* Task statement: Go through the records and count the lines where the string "white" occurs. Reply with the number only.

Dataset entries
======

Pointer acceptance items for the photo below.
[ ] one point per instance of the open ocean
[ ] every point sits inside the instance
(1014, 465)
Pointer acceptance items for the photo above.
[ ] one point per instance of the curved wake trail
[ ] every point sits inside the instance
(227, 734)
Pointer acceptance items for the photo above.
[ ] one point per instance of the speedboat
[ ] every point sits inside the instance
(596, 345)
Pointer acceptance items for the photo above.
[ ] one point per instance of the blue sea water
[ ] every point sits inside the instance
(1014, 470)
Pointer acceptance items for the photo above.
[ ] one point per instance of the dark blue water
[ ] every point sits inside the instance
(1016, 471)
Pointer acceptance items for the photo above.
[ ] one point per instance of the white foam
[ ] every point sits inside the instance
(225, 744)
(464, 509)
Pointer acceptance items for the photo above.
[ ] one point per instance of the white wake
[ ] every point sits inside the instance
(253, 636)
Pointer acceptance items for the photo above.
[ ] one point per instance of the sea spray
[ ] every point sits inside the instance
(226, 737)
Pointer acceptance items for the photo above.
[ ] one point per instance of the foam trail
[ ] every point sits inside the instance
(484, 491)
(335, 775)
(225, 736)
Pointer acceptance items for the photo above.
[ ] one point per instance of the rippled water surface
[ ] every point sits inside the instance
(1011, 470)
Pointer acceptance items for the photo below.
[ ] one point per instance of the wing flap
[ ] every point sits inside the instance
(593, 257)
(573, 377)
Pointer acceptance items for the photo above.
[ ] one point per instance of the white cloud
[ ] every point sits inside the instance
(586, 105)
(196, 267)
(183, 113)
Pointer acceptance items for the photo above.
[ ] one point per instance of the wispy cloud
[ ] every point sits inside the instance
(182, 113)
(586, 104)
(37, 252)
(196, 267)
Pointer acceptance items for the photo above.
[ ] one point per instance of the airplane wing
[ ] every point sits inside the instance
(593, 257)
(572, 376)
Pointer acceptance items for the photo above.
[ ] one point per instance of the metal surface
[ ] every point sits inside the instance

======

* Written solution: 3